▶ [Dataset excerpts]:
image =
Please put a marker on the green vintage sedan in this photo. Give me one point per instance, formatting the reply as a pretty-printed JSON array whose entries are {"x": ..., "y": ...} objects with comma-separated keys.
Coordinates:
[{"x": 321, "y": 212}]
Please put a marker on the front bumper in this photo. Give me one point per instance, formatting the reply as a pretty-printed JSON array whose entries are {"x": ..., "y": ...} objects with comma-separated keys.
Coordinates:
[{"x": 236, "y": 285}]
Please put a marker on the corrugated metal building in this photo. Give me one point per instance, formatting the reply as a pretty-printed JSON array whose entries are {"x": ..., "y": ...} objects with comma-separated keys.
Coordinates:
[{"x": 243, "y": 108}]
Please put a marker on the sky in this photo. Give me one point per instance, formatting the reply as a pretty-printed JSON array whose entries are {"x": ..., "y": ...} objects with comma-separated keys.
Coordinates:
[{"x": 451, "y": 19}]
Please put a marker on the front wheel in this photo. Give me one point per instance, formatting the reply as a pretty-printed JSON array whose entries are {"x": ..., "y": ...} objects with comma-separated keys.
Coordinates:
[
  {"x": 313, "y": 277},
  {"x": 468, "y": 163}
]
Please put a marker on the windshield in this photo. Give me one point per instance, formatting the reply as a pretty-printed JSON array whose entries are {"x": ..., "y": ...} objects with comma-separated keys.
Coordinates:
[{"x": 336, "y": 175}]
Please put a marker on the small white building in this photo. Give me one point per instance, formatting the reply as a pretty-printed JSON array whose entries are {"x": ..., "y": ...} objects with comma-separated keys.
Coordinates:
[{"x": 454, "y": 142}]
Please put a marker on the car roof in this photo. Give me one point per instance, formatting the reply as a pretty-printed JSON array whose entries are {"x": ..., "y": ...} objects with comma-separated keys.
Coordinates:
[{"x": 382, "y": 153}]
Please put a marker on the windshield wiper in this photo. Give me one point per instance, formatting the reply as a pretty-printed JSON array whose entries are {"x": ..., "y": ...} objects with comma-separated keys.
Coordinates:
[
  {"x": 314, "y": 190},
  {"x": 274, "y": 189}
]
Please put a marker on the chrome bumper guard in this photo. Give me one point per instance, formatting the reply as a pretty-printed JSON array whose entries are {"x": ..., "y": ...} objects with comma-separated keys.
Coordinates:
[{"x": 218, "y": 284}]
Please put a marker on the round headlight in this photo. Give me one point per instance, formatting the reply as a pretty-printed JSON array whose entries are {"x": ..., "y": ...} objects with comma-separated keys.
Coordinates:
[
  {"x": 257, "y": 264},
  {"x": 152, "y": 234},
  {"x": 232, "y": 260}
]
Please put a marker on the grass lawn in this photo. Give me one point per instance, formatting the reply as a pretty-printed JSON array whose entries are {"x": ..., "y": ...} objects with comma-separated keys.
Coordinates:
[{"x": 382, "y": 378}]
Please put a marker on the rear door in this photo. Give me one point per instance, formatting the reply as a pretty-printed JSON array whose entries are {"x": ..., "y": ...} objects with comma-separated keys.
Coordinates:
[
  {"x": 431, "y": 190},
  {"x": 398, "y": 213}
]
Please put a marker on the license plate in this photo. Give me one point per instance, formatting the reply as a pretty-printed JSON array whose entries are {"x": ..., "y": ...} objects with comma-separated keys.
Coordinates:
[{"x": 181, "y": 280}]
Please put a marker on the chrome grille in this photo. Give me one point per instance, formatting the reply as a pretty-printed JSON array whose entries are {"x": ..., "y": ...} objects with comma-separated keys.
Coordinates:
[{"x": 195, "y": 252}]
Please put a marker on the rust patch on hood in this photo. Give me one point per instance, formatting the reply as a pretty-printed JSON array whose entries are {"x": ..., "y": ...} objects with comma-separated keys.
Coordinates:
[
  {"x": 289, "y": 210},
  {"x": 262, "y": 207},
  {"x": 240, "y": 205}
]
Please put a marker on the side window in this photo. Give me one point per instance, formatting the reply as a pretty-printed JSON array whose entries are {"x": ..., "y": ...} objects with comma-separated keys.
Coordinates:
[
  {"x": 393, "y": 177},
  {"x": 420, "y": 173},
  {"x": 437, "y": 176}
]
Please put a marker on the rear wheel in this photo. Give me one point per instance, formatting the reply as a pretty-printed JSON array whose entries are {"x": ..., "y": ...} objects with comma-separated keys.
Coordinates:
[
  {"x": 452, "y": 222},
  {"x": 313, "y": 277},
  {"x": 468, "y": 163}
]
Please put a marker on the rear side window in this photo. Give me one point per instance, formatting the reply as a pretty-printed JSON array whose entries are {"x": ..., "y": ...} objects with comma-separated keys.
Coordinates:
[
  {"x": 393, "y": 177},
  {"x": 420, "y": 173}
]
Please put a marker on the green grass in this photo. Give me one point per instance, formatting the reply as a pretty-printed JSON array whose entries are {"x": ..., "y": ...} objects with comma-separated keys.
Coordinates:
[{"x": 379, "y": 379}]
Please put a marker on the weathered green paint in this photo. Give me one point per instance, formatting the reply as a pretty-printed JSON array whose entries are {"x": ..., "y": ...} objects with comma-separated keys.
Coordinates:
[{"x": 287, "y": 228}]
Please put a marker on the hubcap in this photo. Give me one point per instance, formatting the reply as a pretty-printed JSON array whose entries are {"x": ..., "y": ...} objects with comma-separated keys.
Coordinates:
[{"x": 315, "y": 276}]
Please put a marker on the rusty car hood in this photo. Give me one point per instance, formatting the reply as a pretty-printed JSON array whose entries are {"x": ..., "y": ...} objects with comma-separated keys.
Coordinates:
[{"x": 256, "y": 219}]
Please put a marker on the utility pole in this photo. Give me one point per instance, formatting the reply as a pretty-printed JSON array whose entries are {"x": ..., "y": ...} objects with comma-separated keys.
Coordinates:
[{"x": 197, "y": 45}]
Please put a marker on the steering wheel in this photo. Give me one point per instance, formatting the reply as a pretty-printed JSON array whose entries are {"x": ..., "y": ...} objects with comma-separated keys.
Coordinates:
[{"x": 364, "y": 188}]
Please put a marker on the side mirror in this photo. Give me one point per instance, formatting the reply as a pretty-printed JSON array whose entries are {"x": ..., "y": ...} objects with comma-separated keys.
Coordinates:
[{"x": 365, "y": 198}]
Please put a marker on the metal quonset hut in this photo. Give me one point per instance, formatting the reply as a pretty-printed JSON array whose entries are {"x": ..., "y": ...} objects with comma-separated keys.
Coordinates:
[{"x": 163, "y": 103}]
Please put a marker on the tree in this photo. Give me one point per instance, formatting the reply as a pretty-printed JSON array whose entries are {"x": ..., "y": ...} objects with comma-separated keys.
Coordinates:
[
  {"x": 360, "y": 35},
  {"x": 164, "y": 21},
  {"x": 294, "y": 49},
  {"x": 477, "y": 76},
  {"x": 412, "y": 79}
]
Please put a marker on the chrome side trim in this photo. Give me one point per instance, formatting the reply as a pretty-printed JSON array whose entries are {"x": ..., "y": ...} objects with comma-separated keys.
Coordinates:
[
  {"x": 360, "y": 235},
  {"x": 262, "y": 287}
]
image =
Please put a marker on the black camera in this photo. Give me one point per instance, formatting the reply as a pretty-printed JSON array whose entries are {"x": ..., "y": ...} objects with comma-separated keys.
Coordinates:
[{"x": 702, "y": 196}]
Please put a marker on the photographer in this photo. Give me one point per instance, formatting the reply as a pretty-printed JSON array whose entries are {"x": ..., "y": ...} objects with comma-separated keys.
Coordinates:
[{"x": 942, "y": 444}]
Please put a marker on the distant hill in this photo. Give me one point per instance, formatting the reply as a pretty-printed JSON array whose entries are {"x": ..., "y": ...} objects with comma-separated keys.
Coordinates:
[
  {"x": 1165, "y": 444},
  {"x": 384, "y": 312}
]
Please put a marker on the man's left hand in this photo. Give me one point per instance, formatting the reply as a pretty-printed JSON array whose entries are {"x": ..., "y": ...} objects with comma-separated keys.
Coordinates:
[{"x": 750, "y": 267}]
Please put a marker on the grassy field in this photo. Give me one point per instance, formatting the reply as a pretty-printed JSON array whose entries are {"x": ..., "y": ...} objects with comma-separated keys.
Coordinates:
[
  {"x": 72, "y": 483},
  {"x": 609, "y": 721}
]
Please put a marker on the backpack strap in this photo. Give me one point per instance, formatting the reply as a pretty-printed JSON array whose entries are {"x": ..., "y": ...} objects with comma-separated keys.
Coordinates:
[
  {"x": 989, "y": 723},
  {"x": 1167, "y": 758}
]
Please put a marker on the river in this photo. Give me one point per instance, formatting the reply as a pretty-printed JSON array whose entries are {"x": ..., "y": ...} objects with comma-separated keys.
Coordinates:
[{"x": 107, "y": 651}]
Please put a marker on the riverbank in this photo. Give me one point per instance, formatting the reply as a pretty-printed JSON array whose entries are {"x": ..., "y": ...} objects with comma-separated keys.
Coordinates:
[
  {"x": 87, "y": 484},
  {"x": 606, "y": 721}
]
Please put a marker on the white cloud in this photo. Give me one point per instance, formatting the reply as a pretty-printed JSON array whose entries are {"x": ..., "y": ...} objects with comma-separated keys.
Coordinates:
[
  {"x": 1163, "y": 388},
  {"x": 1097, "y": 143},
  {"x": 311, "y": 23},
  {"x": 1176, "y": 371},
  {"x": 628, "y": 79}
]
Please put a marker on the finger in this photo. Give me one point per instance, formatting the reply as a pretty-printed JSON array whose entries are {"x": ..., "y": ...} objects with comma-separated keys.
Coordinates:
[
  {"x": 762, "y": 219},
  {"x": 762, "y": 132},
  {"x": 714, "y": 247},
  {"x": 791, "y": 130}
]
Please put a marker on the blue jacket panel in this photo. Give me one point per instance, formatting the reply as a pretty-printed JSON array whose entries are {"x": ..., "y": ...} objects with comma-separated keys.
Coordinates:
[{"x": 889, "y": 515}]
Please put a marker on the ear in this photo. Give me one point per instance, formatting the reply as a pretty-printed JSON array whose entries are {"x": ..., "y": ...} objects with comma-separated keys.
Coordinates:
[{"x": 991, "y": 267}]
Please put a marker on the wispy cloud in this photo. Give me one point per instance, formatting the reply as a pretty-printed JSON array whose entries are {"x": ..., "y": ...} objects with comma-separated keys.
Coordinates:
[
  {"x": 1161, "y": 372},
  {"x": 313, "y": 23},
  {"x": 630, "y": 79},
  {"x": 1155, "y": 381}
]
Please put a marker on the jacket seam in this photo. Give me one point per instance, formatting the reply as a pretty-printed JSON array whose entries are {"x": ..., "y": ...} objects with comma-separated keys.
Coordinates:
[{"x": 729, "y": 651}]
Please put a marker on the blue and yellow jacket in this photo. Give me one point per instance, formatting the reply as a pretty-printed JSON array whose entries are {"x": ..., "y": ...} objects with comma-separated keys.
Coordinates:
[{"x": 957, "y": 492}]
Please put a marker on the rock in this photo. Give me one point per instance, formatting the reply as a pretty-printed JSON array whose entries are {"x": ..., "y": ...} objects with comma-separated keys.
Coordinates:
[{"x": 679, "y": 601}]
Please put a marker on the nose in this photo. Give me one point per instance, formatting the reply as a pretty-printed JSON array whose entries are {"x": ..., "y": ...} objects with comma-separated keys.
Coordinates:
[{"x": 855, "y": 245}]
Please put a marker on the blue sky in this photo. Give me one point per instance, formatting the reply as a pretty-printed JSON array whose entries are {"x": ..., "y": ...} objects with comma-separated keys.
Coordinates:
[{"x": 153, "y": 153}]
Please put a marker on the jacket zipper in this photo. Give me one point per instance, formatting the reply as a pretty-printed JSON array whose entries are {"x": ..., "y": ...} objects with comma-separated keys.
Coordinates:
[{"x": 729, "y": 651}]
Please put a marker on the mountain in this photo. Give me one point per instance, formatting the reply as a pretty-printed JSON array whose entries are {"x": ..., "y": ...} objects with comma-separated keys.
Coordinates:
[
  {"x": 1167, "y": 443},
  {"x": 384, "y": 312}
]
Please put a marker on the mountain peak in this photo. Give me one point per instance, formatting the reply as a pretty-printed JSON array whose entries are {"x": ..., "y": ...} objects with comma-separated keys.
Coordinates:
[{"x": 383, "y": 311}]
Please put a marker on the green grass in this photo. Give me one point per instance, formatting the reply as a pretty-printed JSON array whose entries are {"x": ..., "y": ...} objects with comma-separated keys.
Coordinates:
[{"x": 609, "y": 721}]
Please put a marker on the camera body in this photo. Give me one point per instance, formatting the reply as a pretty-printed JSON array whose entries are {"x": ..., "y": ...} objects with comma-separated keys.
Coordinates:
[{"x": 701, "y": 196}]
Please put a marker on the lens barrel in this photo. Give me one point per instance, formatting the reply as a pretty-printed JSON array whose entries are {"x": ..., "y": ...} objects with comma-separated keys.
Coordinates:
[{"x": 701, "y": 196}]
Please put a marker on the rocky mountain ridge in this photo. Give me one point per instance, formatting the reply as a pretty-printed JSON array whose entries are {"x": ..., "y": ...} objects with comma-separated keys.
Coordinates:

▶ [Goal of the exercise]: The required output is the exact sequence of lines from the one containing "Please put a marker on the mountain peak" through the end of the listing, both endpoints included.

▶ [Written solution]:
Please put a marker on the mountain peak in this photo. Give me one point per instance, formatting the reply as a pretty-printed JSON array whose entries are {"x": ..., "y": ...} objects with comma-separated keys.
Coordinates:
[{"x": 383, "y": 311}]
Please put a marker on the green grass in this photo. Give me one point per instance, formatting the reply as a pretty-printed JSON array whose entries are {"x": ..., "y": ...} objects with comma-separated keys.
Coordinates:
[{"x": 609, "y": 721}]
Please put a marker on the camera body in this photo. Give me one point per instance, formatting the reply as a pretty-printed JSON array whose entries are {"x": ..., "y": ...} objects with comma-separated keys.
Coordinates:
[{"x": 701, "y": 196}]
Please put a marker on the lens barrel in this photo. Give me one point per instance, formatting the reply as a pretty-printed JSON array whose entries are {"x": ..., "y": ...} objects with comma-separated keys.
Coordinates:
[{"x": 701, "y": 196}]
Please put a marker on the rocky mountain ridge in this photo. Give me one point per instance, formatting the reply as a pretty-printed JSON array whose entries are {"x": ..., "y": ...} objects with comma-separated keys.
Coordinates:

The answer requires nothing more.